> **Point annotation records**
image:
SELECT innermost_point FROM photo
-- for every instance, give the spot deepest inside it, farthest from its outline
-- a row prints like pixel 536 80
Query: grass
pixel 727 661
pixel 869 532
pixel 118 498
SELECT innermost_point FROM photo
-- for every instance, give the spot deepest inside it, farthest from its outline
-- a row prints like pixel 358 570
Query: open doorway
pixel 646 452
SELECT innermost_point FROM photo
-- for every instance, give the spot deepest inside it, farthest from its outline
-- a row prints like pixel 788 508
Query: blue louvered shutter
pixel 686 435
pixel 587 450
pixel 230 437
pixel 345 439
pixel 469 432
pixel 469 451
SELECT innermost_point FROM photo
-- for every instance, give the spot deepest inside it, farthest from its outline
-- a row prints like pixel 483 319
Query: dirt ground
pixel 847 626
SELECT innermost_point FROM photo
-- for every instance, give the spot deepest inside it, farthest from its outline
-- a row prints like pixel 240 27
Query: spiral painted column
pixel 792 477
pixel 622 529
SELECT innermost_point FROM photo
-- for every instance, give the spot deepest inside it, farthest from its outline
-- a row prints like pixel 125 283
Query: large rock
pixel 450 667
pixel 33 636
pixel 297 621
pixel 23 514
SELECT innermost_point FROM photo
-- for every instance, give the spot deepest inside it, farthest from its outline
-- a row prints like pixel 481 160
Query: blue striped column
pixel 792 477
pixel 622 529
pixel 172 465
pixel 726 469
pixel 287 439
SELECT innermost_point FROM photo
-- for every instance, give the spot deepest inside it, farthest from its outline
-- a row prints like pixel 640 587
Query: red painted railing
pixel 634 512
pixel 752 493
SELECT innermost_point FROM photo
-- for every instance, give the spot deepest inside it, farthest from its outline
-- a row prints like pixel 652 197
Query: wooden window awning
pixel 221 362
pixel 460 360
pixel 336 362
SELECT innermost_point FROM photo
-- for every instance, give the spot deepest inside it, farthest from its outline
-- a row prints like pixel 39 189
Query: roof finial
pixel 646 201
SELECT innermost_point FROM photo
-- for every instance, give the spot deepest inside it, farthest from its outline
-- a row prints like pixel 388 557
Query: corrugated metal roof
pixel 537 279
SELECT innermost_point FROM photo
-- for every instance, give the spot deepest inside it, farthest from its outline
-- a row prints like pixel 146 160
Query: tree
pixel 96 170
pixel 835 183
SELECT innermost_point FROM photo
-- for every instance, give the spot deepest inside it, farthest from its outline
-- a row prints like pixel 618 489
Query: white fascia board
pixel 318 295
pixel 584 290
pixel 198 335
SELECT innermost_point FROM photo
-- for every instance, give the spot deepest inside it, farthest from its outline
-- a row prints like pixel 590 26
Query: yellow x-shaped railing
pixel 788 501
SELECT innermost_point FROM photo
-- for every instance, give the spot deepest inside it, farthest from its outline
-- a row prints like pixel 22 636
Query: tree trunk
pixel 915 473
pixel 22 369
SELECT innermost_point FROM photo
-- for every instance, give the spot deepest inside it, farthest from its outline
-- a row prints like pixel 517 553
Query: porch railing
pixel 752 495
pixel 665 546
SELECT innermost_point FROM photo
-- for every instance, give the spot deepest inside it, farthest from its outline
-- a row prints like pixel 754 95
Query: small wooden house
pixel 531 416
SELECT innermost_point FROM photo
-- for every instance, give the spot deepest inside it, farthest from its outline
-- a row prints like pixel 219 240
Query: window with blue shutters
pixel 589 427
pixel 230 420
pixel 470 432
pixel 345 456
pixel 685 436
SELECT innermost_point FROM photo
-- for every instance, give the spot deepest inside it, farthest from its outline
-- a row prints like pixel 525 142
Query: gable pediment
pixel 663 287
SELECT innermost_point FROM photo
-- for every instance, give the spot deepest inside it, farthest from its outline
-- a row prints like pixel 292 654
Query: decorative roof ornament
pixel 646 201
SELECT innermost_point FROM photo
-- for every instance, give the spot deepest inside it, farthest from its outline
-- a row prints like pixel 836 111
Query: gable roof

> **Required task**
Please rewrite the records as a numbered list, from the start of the records through the line with "pixel 23 514", including that line. Leave out blank lines.

> **The output**
1. image:
2. SELECT innermost_point FROM photo
3. -- for every instance, give the spot deepest inside it, farthest from its outline
4. -- a row prints like pixel 536 80
5. Query: grass
6. pixel 727 661
7. pixel 869 532
8. pixel 118 498
9. SELECT innermost_point FROM photo
10. -- for every instance, give the spot deepest inside it, farthest from its outline
11. -- a row prints like pixel 358 570
12. Query: open doorway
13. pixel 646 452
14. SELECT innermost_point FROM photo
15. -- for every instance, give the spot deepest inside it, farthest from its outline
16. -- a row prints like pixel 788 508
17. Query: blue louvered shutter
18. pixel 686 435
19. pixel 587 450
20. pixel 230 437
21. pixel 345 439
22. pixel 469 432
23. pixel 469 451
24. SELECT innermost_point FROM photo
25. -- for every instance, give the spot deepest inside it, farthest from its outline
26. -- a row prints like pixel 483 319
27. Query: dirt ground
28. pixel 847 626
29. SELECT innermost_point FROM photo
30. -- for every instance, give the spot deepest inside it, farthest from its outline
31. -- a row prints like pixel 240 27
32. Query: spiral painted column
33. pixel 792 477
34. pixel 622 529
35. SELECT innermost_point FROM photo
36. -- for every instance, give the spot deepest inside it, farthest from its outline
37. -- a row prints like pixel 125 283
38. Query: large rock
39. pixel 450 667
40. pixel 33 636
41. pixel 297 621
42. pixel 23 514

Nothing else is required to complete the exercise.